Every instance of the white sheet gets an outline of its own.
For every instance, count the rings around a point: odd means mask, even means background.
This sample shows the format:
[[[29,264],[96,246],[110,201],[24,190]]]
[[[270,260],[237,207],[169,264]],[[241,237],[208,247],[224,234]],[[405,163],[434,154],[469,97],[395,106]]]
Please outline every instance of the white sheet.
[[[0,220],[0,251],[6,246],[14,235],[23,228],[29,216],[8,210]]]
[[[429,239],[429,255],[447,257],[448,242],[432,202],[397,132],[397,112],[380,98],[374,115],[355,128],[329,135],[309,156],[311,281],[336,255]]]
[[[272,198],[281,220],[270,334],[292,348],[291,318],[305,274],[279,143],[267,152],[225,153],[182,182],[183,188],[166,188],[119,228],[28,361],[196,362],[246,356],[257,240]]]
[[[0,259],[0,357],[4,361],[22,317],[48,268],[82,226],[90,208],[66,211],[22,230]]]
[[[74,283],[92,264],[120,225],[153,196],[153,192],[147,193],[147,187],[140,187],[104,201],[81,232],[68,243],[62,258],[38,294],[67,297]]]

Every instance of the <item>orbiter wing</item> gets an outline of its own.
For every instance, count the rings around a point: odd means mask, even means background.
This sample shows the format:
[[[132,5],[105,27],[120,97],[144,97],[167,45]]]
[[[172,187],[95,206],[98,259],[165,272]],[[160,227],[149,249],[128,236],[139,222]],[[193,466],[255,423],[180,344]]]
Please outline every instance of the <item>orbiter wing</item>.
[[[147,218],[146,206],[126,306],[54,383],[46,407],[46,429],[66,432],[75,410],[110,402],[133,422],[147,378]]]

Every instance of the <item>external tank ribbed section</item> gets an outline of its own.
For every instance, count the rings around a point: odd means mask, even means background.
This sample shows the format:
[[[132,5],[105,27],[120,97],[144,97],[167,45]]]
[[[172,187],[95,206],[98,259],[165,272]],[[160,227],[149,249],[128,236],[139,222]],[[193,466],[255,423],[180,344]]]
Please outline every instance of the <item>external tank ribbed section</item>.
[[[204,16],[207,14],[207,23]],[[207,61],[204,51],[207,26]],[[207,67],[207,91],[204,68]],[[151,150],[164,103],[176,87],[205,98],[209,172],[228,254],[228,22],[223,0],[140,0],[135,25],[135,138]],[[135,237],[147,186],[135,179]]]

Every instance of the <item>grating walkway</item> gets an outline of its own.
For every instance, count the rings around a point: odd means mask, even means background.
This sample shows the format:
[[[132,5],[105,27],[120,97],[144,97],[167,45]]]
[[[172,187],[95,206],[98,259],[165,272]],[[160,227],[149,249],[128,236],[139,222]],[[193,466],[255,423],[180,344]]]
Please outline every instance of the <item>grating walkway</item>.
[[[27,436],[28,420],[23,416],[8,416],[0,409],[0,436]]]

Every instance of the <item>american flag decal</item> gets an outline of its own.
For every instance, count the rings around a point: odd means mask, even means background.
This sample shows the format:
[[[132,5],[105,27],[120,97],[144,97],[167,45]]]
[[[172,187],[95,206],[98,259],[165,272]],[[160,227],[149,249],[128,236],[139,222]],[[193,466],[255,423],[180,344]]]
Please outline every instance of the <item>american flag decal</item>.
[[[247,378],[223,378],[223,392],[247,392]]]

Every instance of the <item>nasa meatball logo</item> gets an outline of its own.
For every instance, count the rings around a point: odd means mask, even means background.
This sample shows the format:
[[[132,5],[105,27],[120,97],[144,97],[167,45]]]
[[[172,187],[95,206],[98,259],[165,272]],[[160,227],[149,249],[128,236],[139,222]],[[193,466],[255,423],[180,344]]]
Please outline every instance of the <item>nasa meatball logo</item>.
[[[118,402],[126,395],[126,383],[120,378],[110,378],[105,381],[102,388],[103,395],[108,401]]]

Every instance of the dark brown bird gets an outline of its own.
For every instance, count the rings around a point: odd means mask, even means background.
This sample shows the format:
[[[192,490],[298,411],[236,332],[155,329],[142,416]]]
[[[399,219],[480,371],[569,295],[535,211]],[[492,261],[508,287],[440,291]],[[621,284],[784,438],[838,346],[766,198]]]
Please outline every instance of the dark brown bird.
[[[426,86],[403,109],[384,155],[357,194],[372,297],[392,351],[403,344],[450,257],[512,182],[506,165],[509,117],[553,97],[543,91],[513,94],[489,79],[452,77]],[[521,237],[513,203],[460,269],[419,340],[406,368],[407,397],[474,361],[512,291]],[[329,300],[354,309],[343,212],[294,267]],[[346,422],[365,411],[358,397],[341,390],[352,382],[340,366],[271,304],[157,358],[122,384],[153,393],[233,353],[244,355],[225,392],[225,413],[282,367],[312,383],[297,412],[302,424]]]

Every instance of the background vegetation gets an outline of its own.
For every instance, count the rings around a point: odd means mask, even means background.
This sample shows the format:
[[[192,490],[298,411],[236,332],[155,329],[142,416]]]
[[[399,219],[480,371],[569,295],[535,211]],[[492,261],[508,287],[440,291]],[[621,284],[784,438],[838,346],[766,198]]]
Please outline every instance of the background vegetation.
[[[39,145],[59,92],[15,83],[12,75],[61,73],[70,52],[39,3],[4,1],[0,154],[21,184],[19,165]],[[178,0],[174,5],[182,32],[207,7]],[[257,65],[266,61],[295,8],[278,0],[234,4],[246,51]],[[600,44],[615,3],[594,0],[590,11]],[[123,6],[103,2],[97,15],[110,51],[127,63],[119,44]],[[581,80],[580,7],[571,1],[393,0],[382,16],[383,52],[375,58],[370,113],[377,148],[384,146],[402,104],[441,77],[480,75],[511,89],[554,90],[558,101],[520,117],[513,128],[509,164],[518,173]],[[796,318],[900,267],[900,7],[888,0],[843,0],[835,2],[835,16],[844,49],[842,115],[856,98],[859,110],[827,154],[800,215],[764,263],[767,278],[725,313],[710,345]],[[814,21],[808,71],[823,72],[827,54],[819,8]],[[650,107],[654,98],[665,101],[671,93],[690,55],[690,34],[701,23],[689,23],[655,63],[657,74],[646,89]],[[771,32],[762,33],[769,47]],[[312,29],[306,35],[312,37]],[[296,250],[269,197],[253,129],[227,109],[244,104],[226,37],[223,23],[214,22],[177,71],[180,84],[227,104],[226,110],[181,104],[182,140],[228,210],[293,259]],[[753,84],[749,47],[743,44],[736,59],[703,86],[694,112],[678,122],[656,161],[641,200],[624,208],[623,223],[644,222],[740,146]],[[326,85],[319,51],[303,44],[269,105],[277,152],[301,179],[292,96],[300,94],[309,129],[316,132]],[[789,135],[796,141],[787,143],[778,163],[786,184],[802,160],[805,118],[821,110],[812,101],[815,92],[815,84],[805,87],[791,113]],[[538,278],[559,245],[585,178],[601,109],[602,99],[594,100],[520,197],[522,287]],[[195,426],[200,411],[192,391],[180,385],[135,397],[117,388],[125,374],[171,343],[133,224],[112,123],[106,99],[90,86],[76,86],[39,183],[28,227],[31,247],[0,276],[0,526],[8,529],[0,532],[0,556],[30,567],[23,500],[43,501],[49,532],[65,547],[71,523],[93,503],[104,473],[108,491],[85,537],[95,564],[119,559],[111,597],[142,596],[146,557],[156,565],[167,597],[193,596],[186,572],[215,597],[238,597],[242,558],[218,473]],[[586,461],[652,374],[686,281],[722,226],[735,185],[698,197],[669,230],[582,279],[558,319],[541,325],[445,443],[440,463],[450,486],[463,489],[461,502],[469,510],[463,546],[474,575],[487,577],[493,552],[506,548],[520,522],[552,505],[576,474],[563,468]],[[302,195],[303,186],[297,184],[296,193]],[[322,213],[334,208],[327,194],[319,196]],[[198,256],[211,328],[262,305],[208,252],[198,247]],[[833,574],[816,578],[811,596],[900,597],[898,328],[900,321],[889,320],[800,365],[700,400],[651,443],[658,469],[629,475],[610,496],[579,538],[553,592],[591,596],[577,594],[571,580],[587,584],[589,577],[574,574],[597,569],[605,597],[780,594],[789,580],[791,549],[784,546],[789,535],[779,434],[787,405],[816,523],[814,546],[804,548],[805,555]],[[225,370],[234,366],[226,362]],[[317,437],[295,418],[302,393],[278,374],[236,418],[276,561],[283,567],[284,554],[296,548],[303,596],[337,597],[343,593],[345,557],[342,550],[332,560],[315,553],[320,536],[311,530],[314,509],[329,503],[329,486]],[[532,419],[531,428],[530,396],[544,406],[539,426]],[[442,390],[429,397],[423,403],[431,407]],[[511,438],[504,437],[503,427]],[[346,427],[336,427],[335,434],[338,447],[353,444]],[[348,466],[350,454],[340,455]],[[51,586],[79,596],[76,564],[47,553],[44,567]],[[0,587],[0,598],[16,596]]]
☆ ☆ ☆
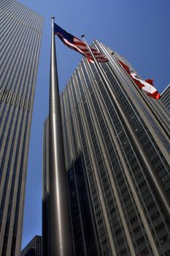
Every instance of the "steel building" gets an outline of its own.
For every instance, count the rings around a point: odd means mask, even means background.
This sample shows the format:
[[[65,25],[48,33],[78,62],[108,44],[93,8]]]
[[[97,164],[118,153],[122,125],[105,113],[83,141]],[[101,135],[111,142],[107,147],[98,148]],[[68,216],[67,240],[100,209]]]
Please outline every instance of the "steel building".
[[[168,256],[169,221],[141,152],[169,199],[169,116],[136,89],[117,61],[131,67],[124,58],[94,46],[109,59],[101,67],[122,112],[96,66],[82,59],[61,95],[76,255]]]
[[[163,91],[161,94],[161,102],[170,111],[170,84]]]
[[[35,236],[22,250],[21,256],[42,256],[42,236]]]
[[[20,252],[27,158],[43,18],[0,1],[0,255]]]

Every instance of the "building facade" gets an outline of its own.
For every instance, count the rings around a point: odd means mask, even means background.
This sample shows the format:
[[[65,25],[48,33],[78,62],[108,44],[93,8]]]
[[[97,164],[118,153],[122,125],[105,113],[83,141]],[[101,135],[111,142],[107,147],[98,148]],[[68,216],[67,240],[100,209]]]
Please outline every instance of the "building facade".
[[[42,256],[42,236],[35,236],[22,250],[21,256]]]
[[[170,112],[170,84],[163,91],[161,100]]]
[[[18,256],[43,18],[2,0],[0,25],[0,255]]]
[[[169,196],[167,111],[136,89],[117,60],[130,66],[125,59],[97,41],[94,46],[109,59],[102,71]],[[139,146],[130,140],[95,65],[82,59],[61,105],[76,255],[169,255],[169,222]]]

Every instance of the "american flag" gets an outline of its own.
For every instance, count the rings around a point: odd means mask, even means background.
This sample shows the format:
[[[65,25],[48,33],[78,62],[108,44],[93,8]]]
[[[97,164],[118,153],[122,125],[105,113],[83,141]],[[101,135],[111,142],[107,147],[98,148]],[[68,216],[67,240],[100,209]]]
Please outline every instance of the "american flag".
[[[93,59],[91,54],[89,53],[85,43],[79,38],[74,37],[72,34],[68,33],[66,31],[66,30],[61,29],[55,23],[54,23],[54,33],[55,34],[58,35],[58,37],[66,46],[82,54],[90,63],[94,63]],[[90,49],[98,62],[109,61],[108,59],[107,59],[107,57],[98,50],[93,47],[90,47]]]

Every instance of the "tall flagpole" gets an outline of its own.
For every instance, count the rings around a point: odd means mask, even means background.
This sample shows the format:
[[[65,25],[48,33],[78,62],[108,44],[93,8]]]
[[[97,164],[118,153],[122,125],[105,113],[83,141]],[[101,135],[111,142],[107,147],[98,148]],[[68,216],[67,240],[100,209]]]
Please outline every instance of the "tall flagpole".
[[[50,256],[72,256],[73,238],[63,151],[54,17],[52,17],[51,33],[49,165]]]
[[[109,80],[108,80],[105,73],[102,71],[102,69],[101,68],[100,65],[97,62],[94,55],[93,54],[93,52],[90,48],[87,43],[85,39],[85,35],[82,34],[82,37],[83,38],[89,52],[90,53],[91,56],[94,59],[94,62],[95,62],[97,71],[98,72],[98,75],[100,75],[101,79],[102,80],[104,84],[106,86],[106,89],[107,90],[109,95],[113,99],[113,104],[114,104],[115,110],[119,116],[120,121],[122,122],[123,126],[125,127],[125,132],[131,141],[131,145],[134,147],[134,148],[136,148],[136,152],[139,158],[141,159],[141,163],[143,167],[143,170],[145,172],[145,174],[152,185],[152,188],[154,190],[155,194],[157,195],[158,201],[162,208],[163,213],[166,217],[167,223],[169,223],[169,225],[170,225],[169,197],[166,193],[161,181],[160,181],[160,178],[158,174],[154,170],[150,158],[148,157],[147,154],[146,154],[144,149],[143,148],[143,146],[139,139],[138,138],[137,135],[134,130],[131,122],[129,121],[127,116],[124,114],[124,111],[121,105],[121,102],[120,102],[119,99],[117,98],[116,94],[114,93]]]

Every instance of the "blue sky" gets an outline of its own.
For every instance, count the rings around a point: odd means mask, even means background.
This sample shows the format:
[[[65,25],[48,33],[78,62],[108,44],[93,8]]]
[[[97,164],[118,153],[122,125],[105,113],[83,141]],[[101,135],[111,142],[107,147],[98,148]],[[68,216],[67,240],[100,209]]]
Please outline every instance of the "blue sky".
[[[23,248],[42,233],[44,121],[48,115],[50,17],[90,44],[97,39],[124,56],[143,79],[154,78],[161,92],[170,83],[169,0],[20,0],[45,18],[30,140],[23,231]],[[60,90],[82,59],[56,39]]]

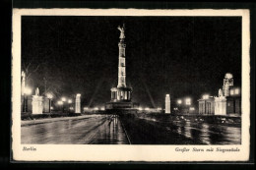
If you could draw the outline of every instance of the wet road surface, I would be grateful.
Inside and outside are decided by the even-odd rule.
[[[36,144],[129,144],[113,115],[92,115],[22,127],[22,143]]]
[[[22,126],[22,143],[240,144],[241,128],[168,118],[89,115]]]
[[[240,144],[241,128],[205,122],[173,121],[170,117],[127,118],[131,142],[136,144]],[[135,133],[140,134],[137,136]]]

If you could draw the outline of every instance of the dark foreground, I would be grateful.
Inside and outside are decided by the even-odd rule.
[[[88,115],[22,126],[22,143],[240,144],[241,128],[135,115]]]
☆ ☆ ☆
§ **TASK**
Reproduce everything from the line containing "surface, I would be grateful." down to the line containing "[[[88,115],[22,126],[22,143],[240,144],[241,128],[135,115]]]", with both of those lines included and the requests kept, and subtract 132 from every coordinate in the polygon outlines.

§ **ANSWER IN FULL**
If you could draw the outline of every instance of the wet road surface, I would be grateful.
Inside and outside are decided by the even-odd rule.
[[[-96,12],[-3,12],[-19,-17],[-40,-17],[-110,-5],[-110,11]]]
[[[-110,-6],[-110,11],[108,12],[109,-4],[36,-14],[-43,-17]]]
[[[108,12],[109,-4],[73,-10],[41,-11],[38,-15],[-5,-14],[-1,10],[4,12]],[[3,1],[8,2],[5,4]]]

If you could draw the outline of every instance of the dark foreground, I would be grateful.
Inside and outside are decided by the even-odd rule.
[[[-44,-17],[-110,-6],[-110,11],[108,12],[109,-4],[3,-17]]]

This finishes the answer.